======== Текст для работы

Поступив в Университет (имеются в виду 20-е – 30-е годы XIX столетия), казеннокоштный студент попадал в отлаженную систему довольно строгих правил и регламентаций. Проживая в зданиях на территории Университета (в “нумерах”, где помещались восемь–двенадцать и более человек), обязанный брать письменное разрешение, чтобы остаться в городе на ночь, с указанием места ночлега, а в противном случае под угрозой карцера понуждаемый вернуться не позднее десяти, бедный студент (буквально бедный, ибо студенты достаточные принадлежали главным образом к категории своекоштных и жили в городе) мог рассчитывать только на снисходительность начальства, университетскую рутину и русский авось. Надо, конечно, иметь в виду и те незатейливые приемы, которые употребляли находчивые студенты, дабы незаметно проскользнуть мимо дремлющих у ворот и не отличающихся неподкупностью стражей или провести бдительных надзирателей, соорудив на кровати отсутствующего товарища некое подобие чучела. И хотя Университет действительно представлял собой statu in statu (известно высказанное в сердцах утверждение, что он соответствует трем идеям – тюрьмы, скотного двора и казармы), у этой крепости было много тайных лазеек, позволявших превозмогать сопряженные с учением тяготы и невзгоды.
“Студенты, – с честной грустью признается К. Аксаков, – не были точны в посещении лекций”.

================
======== Исходные материалы

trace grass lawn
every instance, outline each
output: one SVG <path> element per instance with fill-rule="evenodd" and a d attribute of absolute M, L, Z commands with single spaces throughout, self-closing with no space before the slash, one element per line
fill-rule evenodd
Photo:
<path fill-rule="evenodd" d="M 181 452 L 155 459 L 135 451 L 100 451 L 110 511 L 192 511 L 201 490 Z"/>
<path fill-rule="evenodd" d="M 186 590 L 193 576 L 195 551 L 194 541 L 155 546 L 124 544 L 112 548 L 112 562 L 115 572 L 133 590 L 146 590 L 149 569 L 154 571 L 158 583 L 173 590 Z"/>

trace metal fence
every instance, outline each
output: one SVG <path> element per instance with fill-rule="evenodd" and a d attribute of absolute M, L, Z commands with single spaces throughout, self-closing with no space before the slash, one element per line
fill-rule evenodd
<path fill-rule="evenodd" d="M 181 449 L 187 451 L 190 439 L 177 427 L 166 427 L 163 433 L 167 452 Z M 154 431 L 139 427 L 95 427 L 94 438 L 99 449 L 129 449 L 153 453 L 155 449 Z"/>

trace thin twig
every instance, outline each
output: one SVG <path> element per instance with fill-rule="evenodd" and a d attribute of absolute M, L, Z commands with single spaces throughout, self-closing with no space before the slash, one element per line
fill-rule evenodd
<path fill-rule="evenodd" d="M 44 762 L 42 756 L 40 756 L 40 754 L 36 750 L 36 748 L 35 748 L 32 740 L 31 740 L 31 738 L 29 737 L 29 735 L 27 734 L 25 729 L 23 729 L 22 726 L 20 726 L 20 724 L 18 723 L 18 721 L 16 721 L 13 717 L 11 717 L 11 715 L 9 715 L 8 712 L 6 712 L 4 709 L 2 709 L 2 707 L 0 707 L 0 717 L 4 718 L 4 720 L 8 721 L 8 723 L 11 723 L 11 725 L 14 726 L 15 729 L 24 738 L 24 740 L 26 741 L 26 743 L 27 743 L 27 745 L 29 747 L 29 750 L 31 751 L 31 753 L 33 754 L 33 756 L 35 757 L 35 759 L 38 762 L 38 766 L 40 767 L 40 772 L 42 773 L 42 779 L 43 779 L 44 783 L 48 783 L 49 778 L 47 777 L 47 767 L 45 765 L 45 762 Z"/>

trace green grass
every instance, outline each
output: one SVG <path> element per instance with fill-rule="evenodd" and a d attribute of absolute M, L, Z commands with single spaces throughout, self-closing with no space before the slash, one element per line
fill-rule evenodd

================

> _Что сделать_
[1] Ответьте по тексту о быте казеннокоштных студентов:
(а) Сколько человек помещалось в одном «нумере»?
(б) Не позднее какого часа студент без письменного разрешения должен был вернуться?
(в) Каким трем идеям, согласно приведенному в тексте высказыванию, соответствовал Университет?
[2] Продолжите текст о быте казеннокоштных студентов, начав сразу после слов К. Аксакова о посещении лекций.

> _Ответы_
[1]
(а) Восемь–двенадцать и более человек.
(б) Не позднее десяти.
(в) Идеям тюрьмы, скотного двора и казармы.

[2]
Восемнадцатилетний Белинский по поступлении в студенты спешит навестить университетский Музеум: он именует его “небольшим царством очарования”. Собственно, таким царством является для него и сам Университет. Ему, кто еще не заслужил почетного титула “неистового Виссариона”, нравится практически все: и прекрасная, на его взгляд, зала для публичных экзаменов, и анатомический кабинет со множеством “уродов, скелетов и отдельных частей человеческого тела”, и университетская библиотека, где высятся “алебастровые бюсты великих гениев: Ломоносова, Державина, Карамзина” (“жалко, – добавляет, однако, автор еще не написанных “Литературных мечтаний”, – что между помянутыми бюстами великих писателей стоят бюсты – площадного Сумарокова, холодного, напыщенного и сухого Хераскова”). Явившемуся из своего чембарского далека “симпатичному неучу” (как, в свою очередь, обзовет его высокомерный Набоков) студенческая жизнь мила и приятна. Ее подробности будущий глава натуральной школы прилежно изобразит в письмах к родным.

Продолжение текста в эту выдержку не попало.